§ **TEXT**
--
When I run CTS after a few hours the adb connection to device becomes unresponsive

When I run CTS after a few hours the adb connection to device becomes unresponsive - android-source

I am executing CTS on Jacinto 6 Evaluation Module (ti-jacinto6evm) and I'm encountering a number of test case failures that I don't understand.
I started by building both AOSP and CTS. Both builds were just fine. I can flash my test hardware (ti-jacinto6evm) and then I followed the instructions for setting up CTS. I have run CTS for more then 10 times on the same device and every time I got different results. The ti-jacinto6 device randomly gets hanged during execution of the test cases.
Most of the time target gets hanged and it show following error:
Reason: 'Failed to receive adb shell test output within 600000 ms. Test may have timed out, or adb connection to device became unresponsive'. Check device logcat for details
Device 170090035a700002 shell is unresponsive
05-30 04:52:21 W/TestInvocation: Invocation did not complete due to device 170090035a700002 becoming not available. Reason: Could not find device 170090035a700002
on the below test cases my target hangs:
CtsPreference2TestCases
CtsUiHostTestCases
CtsServicesHostTestCases
CtsTrustedVoiceHostTestCases
CtsTransitionTestCases
CtsAppTestCases
CtsGraphicsTestCases
CtsCameraTestCases
CtsWebkitTestCases
CtsFragmentTestCases
CtsViewTestCases
So I just excluded those test cases from the CTS and again ran CTS with the following command:
run cts --skip-preconditions --exclude-filter CtsPreference2TestCases --exclude-filter CtsServicesHostTestCases --exclude-filter CtsUiHostTestCases --exclude-filter CtsTrustedVoiceHostTestCases --exclude-filter CtsAppTestCases --exclude-filter CtsGraphicsTestCases --exclude-filter CtsTransitionTestCases --exclude-filter CtsCameraTestCases --exclude-filter CtsWebkitTestCases --exclude-filter CtsFragmentTestCases --plan cts
Problem 1
I am facing a problem where some test cases are running properly for the first time, but when I run CTS for the second time, they fail some passed test case(s).
1st iteration. On this iteration 166 modules passed:
Testcase name
Passed
Failed
Total executed
armeabi-v7a CtsWebkitTestCases
201
12
213
2nd iteration. On this iteration 91 modules passed:
Testcase name
Passed
Failed
Total executed
armeabi-v7a CtsWebkitTestCases
80
1
81
Problem 2
When CTS gets stuck on some testcases it shows a TimeoutException:
com.android.ddmlib.TimeoutException
at com.android.ddmlib.AdbHelper.read(AdbHelper.java:767)
--
§ **EXERCISE INSTRUCTIONS**
Copy word for word the part of the CTS thread starting at "I started by" and ending at "the test cases.".

§ **PROVIDED DATA**
--
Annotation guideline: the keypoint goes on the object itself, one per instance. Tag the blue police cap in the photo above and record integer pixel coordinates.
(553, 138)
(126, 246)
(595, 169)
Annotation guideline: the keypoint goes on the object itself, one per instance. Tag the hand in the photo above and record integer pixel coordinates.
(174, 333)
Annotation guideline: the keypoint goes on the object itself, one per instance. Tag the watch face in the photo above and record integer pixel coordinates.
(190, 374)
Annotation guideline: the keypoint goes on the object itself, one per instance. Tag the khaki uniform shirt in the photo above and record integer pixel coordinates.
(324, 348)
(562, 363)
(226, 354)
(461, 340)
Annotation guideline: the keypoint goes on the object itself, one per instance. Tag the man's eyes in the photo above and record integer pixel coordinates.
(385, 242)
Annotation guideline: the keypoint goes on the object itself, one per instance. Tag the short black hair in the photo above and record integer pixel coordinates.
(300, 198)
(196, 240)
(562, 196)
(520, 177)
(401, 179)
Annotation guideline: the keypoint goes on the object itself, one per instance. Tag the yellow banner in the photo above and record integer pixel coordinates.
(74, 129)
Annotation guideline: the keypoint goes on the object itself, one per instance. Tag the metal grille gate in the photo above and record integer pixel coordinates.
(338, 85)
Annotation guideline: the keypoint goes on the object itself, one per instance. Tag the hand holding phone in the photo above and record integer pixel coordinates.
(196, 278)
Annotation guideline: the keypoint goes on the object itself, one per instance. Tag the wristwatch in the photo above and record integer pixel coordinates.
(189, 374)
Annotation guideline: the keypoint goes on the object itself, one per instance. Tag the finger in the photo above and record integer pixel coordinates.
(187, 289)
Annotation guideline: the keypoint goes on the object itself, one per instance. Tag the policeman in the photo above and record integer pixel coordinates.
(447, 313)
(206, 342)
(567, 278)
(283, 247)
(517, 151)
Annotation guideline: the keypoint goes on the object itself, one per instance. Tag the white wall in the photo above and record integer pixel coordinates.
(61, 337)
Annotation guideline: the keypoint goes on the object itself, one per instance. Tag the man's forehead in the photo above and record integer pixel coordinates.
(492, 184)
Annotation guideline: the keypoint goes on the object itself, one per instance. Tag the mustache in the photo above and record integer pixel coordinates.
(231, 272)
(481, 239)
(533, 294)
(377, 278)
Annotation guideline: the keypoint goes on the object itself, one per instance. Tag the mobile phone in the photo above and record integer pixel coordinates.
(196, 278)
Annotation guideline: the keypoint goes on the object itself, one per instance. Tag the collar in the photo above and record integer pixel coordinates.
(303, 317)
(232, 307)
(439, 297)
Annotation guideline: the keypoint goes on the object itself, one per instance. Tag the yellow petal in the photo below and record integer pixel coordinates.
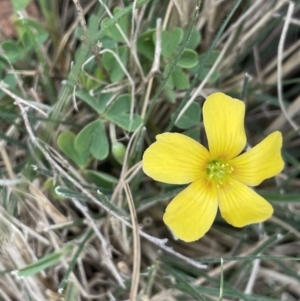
(175, 159)
(223, 118)
(241, 206)
(261, 162)
(192, 212)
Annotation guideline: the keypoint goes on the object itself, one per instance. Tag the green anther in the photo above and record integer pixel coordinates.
(218, 170)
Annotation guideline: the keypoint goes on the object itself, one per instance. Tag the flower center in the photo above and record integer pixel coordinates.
(218, 171)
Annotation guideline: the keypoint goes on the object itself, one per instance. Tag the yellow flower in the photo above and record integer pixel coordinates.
(219, 177)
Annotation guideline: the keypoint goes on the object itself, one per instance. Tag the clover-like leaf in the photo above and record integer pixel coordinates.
(65, 143)
(170, 41)
(93, 138)
(188, 59)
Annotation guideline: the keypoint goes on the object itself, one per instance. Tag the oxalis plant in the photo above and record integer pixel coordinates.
(149, 150)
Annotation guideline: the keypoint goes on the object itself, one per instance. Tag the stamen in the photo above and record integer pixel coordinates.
(218, 171)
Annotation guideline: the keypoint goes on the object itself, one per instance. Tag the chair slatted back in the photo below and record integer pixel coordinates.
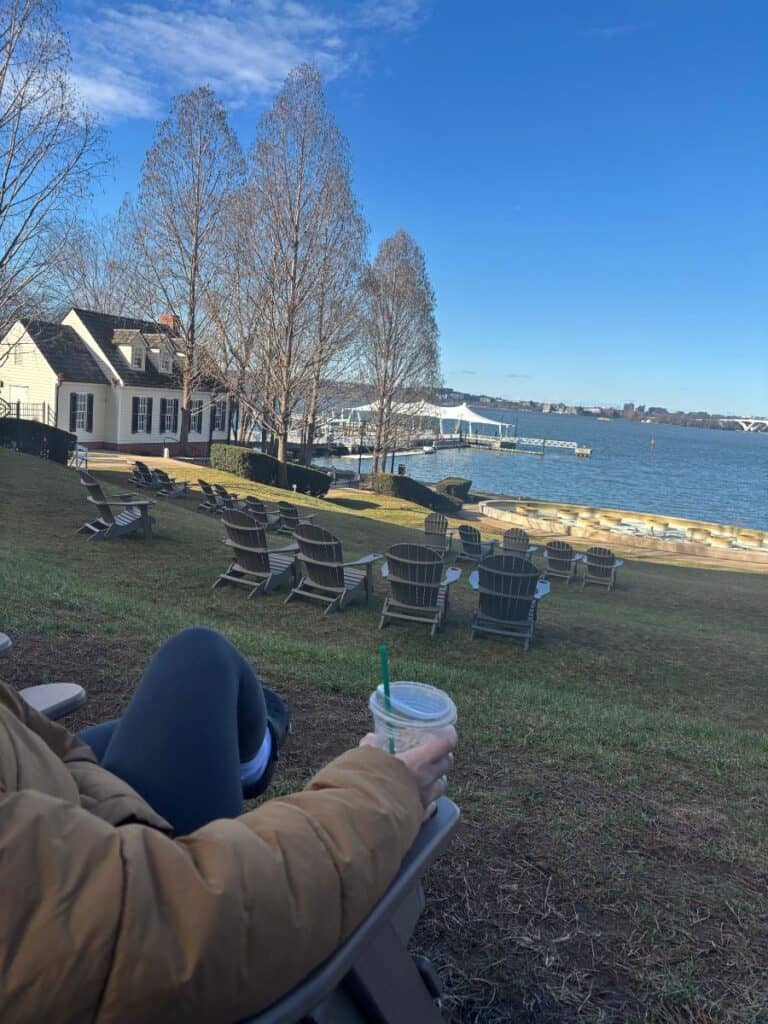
(415, 574)
(258, 510)
(600, 562)
(322, 555)
(97, 496)
(516, 541)
(470, 539)
(290, 515)
(559, 556)
(507, 586)
(248, 541)
(435, 523)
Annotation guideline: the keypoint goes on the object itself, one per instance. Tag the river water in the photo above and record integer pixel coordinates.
(716, 475)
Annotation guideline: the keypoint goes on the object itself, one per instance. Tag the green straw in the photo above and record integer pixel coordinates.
(384, 657)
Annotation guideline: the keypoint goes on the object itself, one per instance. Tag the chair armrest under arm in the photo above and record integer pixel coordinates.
(428, 845)
(366, 560)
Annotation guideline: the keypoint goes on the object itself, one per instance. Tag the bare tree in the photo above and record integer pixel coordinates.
(398, 354)
(190, 173)
(50, 147)
(91, 264)
(310, 232)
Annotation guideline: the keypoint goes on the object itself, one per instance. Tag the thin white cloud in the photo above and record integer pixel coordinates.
(129, 58)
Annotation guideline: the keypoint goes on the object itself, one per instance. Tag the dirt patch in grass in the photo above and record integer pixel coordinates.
(561, 899)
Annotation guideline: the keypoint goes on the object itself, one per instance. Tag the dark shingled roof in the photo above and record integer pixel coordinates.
(65, 351)
(103, 327)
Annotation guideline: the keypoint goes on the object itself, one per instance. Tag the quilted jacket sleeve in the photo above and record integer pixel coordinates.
(127, 925)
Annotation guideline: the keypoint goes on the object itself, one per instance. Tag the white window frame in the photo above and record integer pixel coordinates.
(166, 427)
(141, 411)
(219, 415)
(81, 411)
(196, 408)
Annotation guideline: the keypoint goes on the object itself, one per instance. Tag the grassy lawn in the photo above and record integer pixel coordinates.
(611, 864)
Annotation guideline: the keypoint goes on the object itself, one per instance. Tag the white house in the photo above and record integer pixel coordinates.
(113, 381)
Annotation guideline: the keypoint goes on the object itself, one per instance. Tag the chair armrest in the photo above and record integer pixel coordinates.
(427, 847)
(366, 560)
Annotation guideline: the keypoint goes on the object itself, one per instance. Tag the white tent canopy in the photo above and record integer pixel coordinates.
(427, 411)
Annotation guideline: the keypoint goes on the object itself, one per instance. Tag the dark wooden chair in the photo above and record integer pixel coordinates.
(169, 485)
(132, 513)
(211, 501)
(291, 518)
(517, 542)
(600, 568)
(562, 561)
(142, 476)
(419, 586)
(471, 547)
(254, 564)
(436, 534)
(263, 516)
(373, 977)
(509, 589)
(326, 577)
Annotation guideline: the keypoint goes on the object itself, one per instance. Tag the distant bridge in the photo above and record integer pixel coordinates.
(751, 424)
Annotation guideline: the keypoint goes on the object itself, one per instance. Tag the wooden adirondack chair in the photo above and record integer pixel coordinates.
(141, 475)
(509, 589)
(171, 487)
(471, 548)
(601, 567)
(211, 501)
(254, 564)
(326, 577)
(132, 513)
(263, 516)
(291, 518)
(562, 561)
(373, 977)
(229, 499)
(517, 542)
(53, 699)
(436, 534)
(419, 586)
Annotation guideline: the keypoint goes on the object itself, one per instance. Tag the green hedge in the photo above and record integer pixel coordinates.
(410, 489)
(457, 486)
(264, 469)
(36, 438)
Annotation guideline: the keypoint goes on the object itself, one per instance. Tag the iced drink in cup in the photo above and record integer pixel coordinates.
(414, 714)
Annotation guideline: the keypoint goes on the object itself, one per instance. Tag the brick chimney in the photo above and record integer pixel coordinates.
(168, 320)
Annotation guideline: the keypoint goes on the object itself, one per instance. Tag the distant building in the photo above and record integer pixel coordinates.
(112, 381)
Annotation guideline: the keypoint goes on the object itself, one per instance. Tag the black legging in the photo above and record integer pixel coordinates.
(198, 712)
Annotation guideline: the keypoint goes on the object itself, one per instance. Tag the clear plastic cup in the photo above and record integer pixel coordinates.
(416, 713)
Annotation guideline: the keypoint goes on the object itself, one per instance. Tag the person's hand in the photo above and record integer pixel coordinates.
(429, 764)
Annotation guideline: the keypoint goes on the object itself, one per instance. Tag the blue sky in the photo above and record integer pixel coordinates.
(587, 179)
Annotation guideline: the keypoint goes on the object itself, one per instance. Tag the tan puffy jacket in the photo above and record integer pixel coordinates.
(104, 918)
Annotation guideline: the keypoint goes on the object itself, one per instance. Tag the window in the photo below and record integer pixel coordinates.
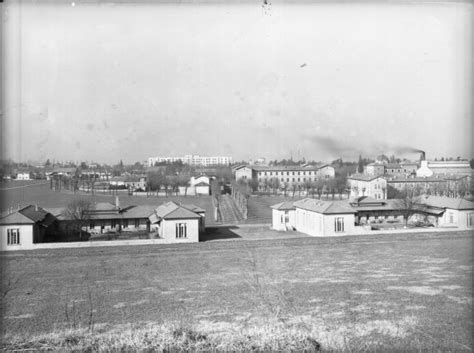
(339, 224)
(181, 230)
(13, 236)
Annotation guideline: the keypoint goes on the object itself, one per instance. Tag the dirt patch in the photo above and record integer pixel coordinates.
(21, 316)
(417, 289)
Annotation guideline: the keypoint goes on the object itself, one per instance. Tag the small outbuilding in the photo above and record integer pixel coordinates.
(21, 229)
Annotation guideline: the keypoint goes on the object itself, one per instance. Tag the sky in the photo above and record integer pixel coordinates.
(126, 81)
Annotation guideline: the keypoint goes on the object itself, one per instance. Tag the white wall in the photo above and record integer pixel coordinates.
(26, 237)
(168, 230)
(317, 224)
(279, 219)
(459, 218)
(245, 173)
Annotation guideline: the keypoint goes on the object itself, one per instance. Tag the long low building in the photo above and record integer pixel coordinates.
(278, 176)
(346, 217)
(25, 227)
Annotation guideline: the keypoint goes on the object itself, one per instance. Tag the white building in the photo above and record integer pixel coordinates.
(374, 186)
(284, 175)
(174, 222)
(20, 230)
(428, 168)
(23, 176)
(315, 217)
(458, 213)
(192, 160)
(283, 216)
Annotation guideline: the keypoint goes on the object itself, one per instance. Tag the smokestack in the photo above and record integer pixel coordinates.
(422, 155)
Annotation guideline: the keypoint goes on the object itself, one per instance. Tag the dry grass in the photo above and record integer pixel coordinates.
(354, 294)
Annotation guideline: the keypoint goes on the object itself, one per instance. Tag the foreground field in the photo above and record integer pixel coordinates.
(18, 193)
(403, 292)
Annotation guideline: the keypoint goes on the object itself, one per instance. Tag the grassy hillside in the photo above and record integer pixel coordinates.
(356, 293)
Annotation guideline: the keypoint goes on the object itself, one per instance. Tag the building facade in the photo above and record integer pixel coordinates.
(192, 160)
(374, 186)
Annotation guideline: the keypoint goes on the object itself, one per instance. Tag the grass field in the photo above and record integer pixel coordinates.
(399, 292)
(40, 193)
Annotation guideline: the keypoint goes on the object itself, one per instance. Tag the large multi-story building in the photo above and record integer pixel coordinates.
(284, 175)
(192, 160)
(374, 186)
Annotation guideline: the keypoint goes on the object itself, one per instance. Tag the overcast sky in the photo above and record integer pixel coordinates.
(104, 82)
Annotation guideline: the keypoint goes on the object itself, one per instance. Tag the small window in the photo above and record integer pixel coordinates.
(339, 224)
(13, 236)
(470, 219)
(181, 231)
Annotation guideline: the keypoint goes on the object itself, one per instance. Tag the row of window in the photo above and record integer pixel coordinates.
(288, 173)
(294, 179)
(13, 236)
(114, 223)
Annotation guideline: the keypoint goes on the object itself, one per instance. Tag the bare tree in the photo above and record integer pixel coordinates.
(409, 203)
(78, 213)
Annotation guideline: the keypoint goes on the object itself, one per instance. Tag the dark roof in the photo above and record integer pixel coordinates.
(285, 205)
(171, 210)
(364, 177)
(193, 208)
(324, 207)
(365, 201)
(29, 215)
(447, 202)
(35, 213)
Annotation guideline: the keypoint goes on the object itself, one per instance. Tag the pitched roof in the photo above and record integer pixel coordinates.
(34, 213)
(363, 177)
(324, 207)
(193, 208)
(448, 202)
(171, 210)
(286, 168)
(29, 215)
(365, 201)
(16, 218)
(141, 211)
(285, 205)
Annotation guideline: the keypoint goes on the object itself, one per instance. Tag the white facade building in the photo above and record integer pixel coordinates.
(192, 160)
(315, 217)
(367, 185)
(23, 176)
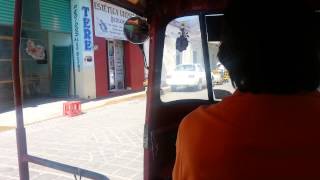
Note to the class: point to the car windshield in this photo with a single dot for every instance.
(185, 68)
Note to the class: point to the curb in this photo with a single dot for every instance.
(95, 104)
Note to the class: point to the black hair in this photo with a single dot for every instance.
(270, 46)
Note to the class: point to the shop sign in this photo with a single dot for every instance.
(109, 20)
(82, 33)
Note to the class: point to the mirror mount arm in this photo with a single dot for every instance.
(144, 56)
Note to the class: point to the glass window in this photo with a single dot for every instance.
(221, 82)
(182, 75)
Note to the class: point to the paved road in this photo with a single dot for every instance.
(193, 94)
(107, 140)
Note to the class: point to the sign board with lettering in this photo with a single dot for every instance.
(109, 20)
(82, 34)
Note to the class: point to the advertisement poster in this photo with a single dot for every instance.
(118, 63)
(109, 20)
(82, 33)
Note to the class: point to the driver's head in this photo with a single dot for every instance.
--
§ **EXERCISE OUTPUT**
I started by building both AOSP and CTS. Both builds were just fine. I can flash my test hardware (ti-jacinto6evm) and then I followed the instructions for setting up CTS. I have run CTS for more then 10 times on the same device and every time I got different results. The ti-jacinto6 device randomly gets hanged during execution of the test cases.